═══ EXTRACTED TEXT

Cost of racing NHRA Pro Stock is going up!

he NHRA professional classes of Pro Stock and Pro Stock Bike have always had plenty of entries at national events. Too many, some would say. But, the fact remains that both of those classes are relatively affordable compared to Top Fuel or Funny Car and, because of that, Pro Stock hasn't suffered the short field malady that the nitro fields have in the past decade or so.

Fielding a competitive or even a semi-competitive nitro team has become so expensive that filling a 16-car field in either category isn't guaranteed. It simply takes too much money, equipment and crew. A few diehards still occasionally enter a competitive Top Fuel car or flopper team for one or two events, but even that is becoming a rarity in those classes now and probably soon will be in Pro Stock.

══════
═══ GIVEN INFORMATION

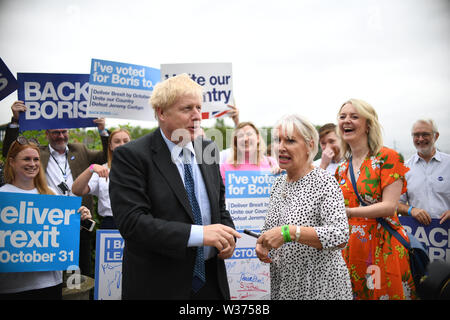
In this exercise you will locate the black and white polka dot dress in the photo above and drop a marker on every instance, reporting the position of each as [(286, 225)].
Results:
[(299, 271)]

══════

THINGS TO DO:
**1)** Based on the article on NHRA Pro Stock costs above, state whether each statement agrees with the text, answering yes or no and quoting the deciding words exactly: (a) Pro Stock has suffered the same short fields as the nitro classes; (b) filling a 16-car field in the nitro categories is not guaranteed; (c) Pro Stock and Pro Stock Bike are relatively affordable compared to Top Fuel or Funny Car.
**2)** Reproduce the article on NHRA Pro Stock costs from "Cost of racing" to "in Pro Stock.", substituting "fuel" for "nitro".
**3)** According to the article on NHRA Pro Stock costs, what does fielding a competitive nitro team take too much of?

CORRECT ANSWERS:
**1)**
(a) No: "Pro Stock hasn't suffered the short field malady that the nitro fields have in the past decade or so."
(b) Yes: "filling a 16-car field in either category isn't guaranteed."
(c) Yes: "both of those classes are relatively affordable compared to Top Fuel or Funny Car"

**2)**
Cost of racing NHRA Pro Stock is going up!

he NHRA professional classes of Pro Stock and Pro Stock Bike have always had plenty of entries at national events. Too many, some would say. But, the fact remains that both of those classes are relatively affordable compared to Top Fuel or Funny Car and, because of that, Pro Stock hasn't suffered the short field malady that the fuel fields have in the past decade or so.

Fielding a competitive or even a semi-competitive fuel team has become so expensive that filling a 16-car field in either category isn't guaranteed. It simply takes too much money, equipment and crew. A few diehards still occasionally enter a competitive Top Fuel car or flopper team for one or two events, but even that is becoming a rarity in those classes now and probably soon will be in Pro Stock.

**3)** Money, equipment and crew.